Given task → Put the records below into a two-column CSV with the headers "label_text" and "points", one row per record. Place each record's text and its answer in their own quoted fields, with line breaks replaced by spaces.

Data records →
# # # # # # #

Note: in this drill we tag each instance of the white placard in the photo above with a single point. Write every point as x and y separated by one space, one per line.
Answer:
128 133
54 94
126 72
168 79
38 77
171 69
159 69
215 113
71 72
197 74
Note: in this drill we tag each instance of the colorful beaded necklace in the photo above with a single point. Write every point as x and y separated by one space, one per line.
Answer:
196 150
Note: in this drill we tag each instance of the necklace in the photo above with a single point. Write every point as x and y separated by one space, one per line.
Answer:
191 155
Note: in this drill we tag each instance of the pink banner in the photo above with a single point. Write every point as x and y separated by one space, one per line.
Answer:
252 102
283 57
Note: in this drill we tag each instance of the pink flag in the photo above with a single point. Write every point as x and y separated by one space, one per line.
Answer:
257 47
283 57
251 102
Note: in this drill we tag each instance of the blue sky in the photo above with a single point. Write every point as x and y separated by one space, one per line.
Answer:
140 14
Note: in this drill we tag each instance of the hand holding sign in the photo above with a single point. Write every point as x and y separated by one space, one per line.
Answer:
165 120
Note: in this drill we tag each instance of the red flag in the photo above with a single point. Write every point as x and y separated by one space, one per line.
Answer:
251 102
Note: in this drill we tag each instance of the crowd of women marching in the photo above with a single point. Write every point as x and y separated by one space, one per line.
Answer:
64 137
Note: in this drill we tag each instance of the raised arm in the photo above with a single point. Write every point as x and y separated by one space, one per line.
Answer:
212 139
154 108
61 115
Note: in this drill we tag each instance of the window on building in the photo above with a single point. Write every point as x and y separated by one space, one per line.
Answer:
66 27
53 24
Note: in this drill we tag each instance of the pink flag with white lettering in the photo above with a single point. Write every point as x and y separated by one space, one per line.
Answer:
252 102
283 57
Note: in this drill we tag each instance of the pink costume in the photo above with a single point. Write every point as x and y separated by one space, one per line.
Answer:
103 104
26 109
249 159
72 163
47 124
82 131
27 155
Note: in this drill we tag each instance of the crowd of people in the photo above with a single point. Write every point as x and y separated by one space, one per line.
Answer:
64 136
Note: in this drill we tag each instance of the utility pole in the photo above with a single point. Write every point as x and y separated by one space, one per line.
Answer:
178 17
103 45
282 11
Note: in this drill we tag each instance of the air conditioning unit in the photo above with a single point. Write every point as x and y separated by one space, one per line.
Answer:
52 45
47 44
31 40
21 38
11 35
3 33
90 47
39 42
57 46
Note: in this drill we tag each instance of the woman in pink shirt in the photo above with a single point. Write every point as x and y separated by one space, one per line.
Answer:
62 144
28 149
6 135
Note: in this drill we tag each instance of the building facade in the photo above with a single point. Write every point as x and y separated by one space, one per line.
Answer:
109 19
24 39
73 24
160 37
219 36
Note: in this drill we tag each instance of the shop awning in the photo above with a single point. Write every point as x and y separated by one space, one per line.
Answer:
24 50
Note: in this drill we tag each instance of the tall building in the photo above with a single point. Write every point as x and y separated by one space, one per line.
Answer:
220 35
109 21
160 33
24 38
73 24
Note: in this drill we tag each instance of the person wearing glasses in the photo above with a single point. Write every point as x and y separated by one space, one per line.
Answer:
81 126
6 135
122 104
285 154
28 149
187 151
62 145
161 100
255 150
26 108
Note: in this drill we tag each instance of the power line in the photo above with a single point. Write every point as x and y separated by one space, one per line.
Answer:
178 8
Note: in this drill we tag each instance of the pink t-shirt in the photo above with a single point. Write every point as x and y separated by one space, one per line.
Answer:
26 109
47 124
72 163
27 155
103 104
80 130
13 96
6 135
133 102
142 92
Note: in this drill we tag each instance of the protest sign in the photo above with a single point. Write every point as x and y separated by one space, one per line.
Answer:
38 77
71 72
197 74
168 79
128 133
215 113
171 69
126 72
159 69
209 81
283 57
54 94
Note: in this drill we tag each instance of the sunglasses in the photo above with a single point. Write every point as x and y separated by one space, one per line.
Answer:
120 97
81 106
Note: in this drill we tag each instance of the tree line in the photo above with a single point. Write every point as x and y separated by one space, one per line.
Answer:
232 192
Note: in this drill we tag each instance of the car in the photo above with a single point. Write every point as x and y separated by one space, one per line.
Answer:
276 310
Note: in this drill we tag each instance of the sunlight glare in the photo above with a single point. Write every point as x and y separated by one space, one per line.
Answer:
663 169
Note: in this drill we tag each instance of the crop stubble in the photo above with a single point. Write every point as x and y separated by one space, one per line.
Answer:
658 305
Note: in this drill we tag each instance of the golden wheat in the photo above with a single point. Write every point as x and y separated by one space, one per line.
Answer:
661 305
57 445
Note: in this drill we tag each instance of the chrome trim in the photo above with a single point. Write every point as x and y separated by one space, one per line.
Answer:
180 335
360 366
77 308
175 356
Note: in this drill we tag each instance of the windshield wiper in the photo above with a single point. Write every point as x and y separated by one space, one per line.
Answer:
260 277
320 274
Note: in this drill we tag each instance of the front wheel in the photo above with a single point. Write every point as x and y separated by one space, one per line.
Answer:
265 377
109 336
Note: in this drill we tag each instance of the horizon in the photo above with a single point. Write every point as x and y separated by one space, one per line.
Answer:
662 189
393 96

# # # # # # #

Result for this exercise →
label_text,points
"Note: in this drill we tag each instance of the white placard in the photo above with a single point. Write every point as x and y separated by one space, one per line. Answer:","128 133 54 94 126 72 168 79 38 77 171 69 159 69 215 113 71 72 197 74"
"Note: in this drill we tag each instance of the colorful beaded necklace in the photo above with a single point. Write every point as x and y separated by one space, one per line. Answer:","196 150"
"Note: in this drill we tag each instance of the necklace in the photo above with a single point. Write every point as x and y separated by one space, one per line. Answer:","191 155"
"Note: in this drill we tag each instance of the pink banner in the photo above with a single point. Write every point as x and y separated by one space, one per line. Answer:","252 102 283 57"
"Note: in this drill we tag each instance of the pink flag in the photo above with a single point. Write every point as x and y separated by one space, one per line. Answer:","257 47 283 57 251 102"
"Note: in this drill we tag each instance of the blue sky in the photo above with a single point. Write every point as x and y separated by one space, one per line. Answer:","140 14"
"Note: in this drill we tag each instance of the hand holding sign in the photo above with a single point. Write every point as x and y separated by one space, one per line. Answer:","165 120"
"Note: in this drill we tag each instance of the red flag in the photo above with a single point. Write every point as x and y separated by one space, one per line. Answer:","251 102"
"Note: in this drill we tag each instance of the crowd of women marching in the photo above with a single point. Write every point as x and y separated by one space, one per line. Answer:","64 137"
"Note: in this drill we tag each instance of the raised arm in the photo above with a single point. Write every point as x and y separated by one space, one per line. Answer:","212 139 154 108 61 115"
"Note: in this drill we tag each instance of the window on building in the photo above with a single point. Write every point as x and y separated by one space, one per line. Answer:","66 27 53 24"
"Note: in this drill we tag each instance of the pink flag with white lettering in the photo above with a single point. Write every point as x and y separated by one space, one per line. Answer:","252 102 283 57"
"Note: in this drill we tag each instance of the pink costume in the photo above with a single point. Write every point as x and y separated by one space, one per line. Answer:","103 104 26 109 249 159 72 163 47 124 82 131 27 155"
"Note: in this drill we tag each instance of the crowd of people in the photo above with a single point. Write every point as x and y separated by one space, one per line. Answer:","64 136"
"Note: in this drill we tag each instance of the utility pole in the photo above with a single point. Write every point as x and y separated by one space, one per line. Answer:","178 17 103 45 282 11"
"Note: in this drill we tag each instance of the air conditioning unit in the photo above with a single point. Write every point as x and y separated by one space, one per line. Answer:","52 45 47 44 31 40 21 38 11 35 3 33 90 47 39 42 57 46"
"Note: in this drill we tag each instance of the woman in pink shirt in the photo above with a single point. Write every point as x and y separated by one space, one per line. Answer:","62 144 28 149 6 135"
"Note: in this drill we tag each instance of the building facade in the photo above with a single point. Write every point as x and y separated by one space, one per line. Answer:","109 19 24 39 73 24 160 37 219 36"
"Note: in this drill we tag each instance of the shop awning in the photo above with a single point. Write every point as x and y separated by one space, one per line. Answer:","24 50"
"Note: in this drill we tag each instance of the tall building in the photo above with a single point. Write every point as x and y separated by one space, one per line. Answer:","220 35 109 21 160 33 24 38 73 24"
"Note: in this drill we tag each instance of the person wearing glasses in the photo above with a single point. Write every point as x and y separated by one space, one per line. Answer:","81 126 6 135 122 104 285 154 28 149 187 151 62 145 161 100 255 150 26 108"
"Note: in this drill we tag each instance of the power line in the photo above with a single point. Write every point as x and y separated by one space, one per line. Answer:","178 8"
"Note: in this drill we tag each instance of the pink t-shirt in the photo above with a single point. Write every point as x and y separated by one space, one per line. Answer:","26 109 47 124 72 163 27 155 103 104 80 130 13 96 6 135 133 102 142 92"
"Note: in this drill we tag each instance of the protest sign in the photo above with a single point. Write every point as x and y separated by one space, one per line. Answer:","38 77 71 72 197 74 168 79 128 133 215 113 171 69 126 72 159 69 209 81 283 57 54 94"
"Note: in this drill we tag each instance of the sunglasses in the photo above with a single point. Write every point as x and y separated by one space, one per line. Answer:","120 97 81 106"
"Note: in this drill we tag each instance of the tree line in the photo above with a single point. Write every point as x and y separated by one space, one per line. Answer:","232 192"
"Note: in this drill we tag each instance of the car in the photo above with a single point. Write every point as x and y separated by one space, one per line. Answer:","276 310"
"Note: in this drill we tag each instance of the sunlight glare in the photo above with a single point. Write every point as x and y separated by one space, one per line. Answer:","663 169"
"Note: in this drill we tag each instance of the crop stubble in the photo above with a single point. Write every point as x and y separated by one space, one per line. Answer:","658 305"
"Note: in this drill we tag each instance of the golden wheat in the photo above with a single point. Write every point as x and y separated by one space, one per line. Answer:","661 305 57 445"
"Note: in this drill we tag each instance of the chrome trim in the photo above with a single point. Write every point as x and y separated by one space, one per line. Answer:","180 335 360 366 77 308 175 356"
"Note: in this drill we tag each instance of the windshield wiper in the photo above with a single point. Write every point as x and y separated by one space, one per line. Answer:","260 277 320 274"
"Note: in this drill we tag each instance of the front wheel in the photo above with a single point. Write every point as x and y separated by one space, one per line. Answer:","265 377 109 336"
"Note: in this drill we tag each instance of the horizon in the photo above with a single point. Write every point as x and y separated by one space, one per line. Answer:","662 189 393 96"